§ **Set exercise**: Please convert the entries in the part that opens with the line containing "[Batch spec] Target class: dark" and closes with the line containing "[[1160, 305, 1295, 553]]" into a two-column CSV with the header instruction,boxes. Give one row per entry, with the entry text and its answer each in one quoted field and line breaks replaced by spaces.

--- Start of Data excerpts ---

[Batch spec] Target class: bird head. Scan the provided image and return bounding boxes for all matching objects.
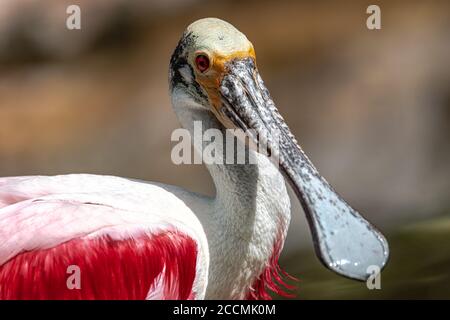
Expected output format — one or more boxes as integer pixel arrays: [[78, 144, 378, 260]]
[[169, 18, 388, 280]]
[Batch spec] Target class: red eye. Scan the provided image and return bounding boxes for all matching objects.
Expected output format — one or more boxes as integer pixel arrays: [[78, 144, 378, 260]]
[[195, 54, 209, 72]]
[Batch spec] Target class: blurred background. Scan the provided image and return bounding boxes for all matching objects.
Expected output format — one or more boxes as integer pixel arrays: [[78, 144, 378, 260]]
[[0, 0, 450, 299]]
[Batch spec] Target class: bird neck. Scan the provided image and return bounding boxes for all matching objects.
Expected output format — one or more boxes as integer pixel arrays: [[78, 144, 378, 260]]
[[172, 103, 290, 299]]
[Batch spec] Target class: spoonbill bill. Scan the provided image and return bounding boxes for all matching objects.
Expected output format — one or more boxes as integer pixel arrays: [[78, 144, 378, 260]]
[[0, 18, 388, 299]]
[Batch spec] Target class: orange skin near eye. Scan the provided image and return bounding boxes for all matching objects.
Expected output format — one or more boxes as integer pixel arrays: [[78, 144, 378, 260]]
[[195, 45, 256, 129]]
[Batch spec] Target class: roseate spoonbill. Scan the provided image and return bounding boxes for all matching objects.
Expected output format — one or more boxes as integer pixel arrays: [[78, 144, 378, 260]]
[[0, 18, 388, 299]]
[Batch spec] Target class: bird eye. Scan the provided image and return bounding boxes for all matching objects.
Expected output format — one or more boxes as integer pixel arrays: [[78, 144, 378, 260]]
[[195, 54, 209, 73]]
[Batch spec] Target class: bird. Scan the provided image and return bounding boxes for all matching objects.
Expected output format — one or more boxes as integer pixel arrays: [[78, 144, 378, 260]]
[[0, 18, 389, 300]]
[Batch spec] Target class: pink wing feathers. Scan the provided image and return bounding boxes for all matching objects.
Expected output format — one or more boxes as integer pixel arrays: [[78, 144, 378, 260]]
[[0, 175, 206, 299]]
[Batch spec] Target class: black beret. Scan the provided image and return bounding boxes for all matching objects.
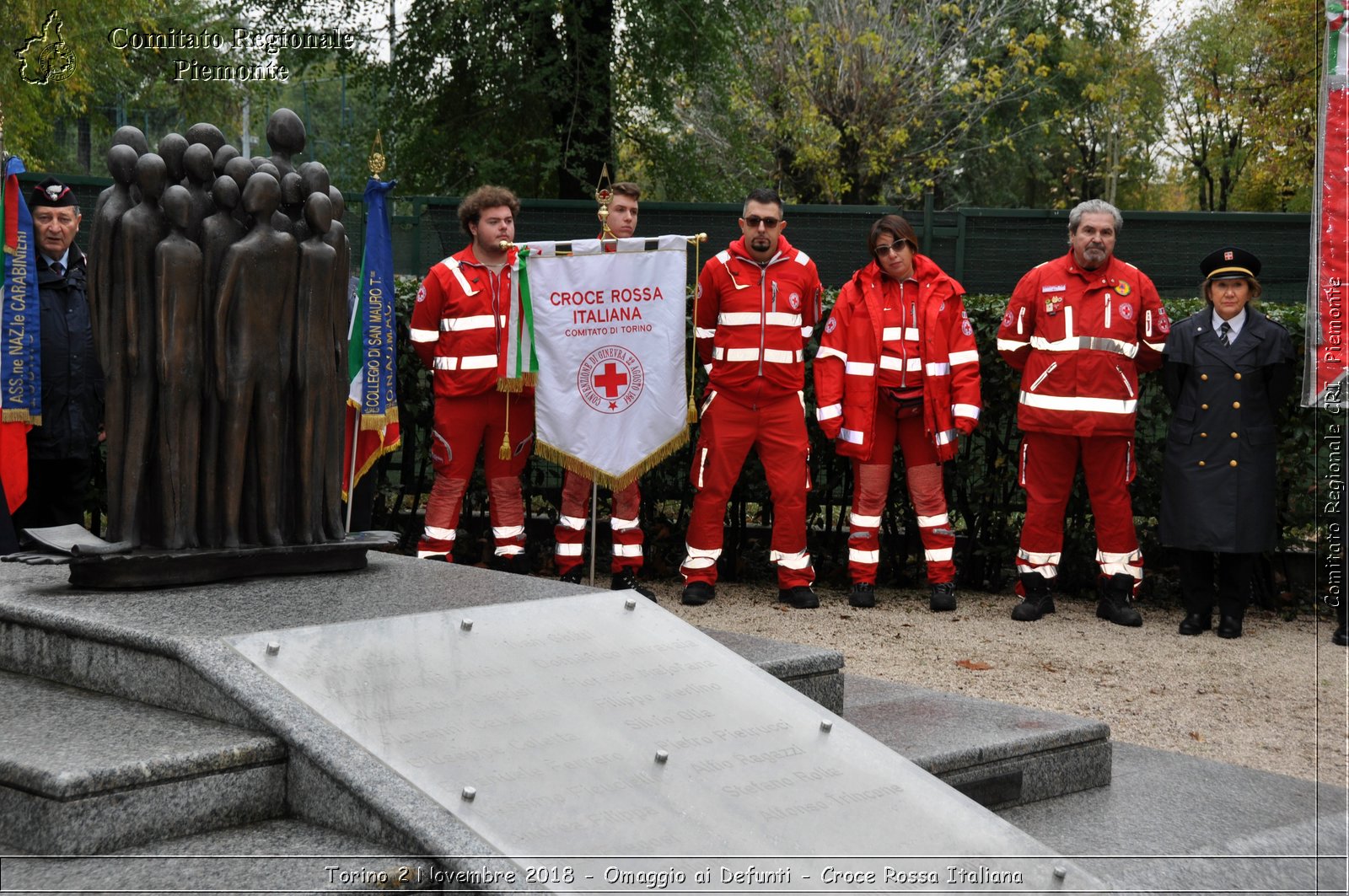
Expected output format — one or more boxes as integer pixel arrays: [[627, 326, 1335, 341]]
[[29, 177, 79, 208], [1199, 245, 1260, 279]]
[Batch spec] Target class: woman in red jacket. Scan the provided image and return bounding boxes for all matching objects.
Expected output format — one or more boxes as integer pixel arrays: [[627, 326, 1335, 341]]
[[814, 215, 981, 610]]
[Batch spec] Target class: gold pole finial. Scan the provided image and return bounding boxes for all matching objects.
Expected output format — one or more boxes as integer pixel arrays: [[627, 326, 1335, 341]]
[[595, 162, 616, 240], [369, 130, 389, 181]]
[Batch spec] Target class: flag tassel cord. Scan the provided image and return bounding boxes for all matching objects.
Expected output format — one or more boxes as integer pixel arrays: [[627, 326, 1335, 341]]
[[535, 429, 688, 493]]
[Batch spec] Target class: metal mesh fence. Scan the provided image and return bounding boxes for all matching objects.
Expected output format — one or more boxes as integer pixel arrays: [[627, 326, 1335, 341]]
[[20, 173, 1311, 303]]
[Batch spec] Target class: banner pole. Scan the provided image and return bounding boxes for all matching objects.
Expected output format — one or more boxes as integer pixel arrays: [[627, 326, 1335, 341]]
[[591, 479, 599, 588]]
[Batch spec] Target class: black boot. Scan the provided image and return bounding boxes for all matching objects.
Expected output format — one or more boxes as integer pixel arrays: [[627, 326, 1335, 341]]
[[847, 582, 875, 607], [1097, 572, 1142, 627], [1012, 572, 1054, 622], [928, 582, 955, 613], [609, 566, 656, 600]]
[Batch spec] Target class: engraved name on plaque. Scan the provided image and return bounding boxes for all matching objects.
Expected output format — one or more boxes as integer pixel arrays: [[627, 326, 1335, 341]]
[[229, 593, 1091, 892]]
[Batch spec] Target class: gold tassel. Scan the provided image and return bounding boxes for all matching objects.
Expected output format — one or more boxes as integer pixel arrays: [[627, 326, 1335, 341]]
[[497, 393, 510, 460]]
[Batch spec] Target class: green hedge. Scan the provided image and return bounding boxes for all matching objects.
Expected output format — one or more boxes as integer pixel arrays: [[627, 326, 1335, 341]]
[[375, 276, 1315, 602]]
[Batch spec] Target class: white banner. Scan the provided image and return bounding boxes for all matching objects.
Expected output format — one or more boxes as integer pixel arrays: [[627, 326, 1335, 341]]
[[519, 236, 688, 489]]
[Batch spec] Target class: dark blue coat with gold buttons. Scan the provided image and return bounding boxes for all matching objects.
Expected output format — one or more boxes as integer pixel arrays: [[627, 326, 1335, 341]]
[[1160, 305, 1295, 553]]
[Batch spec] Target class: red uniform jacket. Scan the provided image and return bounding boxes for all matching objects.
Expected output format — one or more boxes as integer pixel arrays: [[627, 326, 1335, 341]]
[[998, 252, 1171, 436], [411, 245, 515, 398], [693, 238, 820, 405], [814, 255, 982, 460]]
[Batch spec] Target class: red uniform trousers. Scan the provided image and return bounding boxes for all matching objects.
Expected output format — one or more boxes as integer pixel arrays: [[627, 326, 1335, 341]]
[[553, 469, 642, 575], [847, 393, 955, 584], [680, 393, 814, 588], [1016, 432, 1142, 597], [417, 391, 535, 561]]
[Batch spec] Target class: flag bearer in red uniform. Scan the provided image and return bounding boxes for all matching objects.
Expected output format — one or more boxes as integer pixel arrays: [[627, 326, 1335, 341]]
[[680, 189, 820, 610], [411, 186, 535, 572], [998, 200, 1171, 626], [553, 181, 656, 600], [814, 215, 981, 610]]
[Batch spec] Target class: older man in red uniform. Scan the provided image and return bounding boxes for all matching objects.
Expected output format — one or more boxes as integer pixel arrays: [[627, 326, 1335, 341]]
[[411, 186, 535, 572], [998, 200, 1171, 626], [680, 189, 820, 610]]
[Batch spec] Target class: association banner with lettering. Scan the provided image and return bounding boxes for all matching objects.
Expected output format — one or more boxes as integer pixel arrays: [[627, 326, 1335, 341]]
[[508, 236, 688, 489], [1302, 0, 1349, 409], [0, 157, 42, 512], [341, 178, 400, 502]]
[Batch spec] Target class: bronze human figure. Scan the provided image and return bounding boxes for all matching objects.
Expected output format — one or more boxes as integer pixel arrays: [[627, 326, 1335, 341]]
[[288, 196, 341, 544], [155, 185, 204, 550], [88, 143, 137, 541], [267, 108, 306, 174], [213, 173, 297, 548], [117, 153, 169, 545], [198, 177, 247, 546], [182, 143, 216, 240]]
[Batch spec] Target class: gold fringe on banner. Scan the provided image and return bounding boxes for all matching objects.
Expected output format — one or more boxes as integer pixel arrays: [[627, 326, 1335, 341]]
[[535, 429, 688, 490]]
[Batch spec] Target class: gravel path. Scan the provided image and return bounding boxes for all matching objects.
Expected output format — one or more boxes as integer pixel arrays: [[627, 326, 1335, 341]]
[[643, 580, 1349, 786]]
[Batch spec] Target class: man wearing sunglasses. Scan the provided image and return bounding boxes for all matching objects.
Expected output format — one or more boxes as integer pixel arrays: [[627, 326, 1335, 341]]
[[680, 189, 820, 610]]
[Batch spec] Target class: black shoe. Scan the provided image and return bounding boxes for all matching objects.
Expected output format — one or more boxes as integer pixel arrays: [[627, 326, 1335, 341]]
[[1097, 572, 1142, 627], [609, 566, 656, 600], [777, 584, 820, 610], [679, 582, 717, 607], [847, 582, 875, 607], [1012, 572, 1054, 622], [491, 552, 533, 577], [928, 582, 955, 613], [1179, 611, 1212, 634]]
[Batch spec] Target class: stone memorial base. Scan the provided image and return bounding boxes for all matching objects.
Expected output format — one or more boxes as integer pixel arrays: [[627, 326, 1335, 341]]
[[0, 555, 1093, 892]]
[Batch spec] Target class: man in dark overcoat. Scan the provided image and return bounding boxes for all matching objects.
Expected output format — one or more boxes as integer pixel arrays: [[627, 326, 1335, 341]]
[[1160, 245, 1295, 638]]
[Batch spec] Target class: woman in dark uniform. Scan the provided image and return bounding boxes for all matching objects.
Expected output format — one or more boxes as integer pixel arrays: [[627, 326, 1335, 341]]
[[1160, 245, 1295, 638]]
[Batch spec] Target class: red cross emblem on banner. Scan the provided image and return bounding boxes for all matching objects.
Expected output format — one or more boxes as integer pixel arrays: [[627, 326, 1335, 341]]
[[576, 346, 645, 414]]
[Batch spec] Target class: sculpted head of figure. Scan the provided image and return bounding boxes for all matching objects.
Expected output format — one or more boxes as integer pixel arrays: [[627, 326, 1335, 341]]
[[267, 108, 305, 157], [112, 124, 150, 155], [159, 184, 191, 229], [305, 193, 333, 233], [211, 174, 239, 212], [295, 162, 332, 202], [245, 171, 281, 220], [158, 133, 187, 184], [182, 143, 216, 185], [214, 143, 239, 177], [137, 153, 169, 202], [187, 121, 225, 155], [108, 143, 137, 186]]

--- End of Data excerpts ---

§ **Full solution**:
instruction,boxes
"[Batch spec] Target class: dark blue coat with gold buttons. Scan the provided image and return bounding boxes for all matching objects. Expected output format — one or more boxes as integer pixel arrays: [[627, 326, 1335, 341]]","[[1160, 305, 1295, 553]]"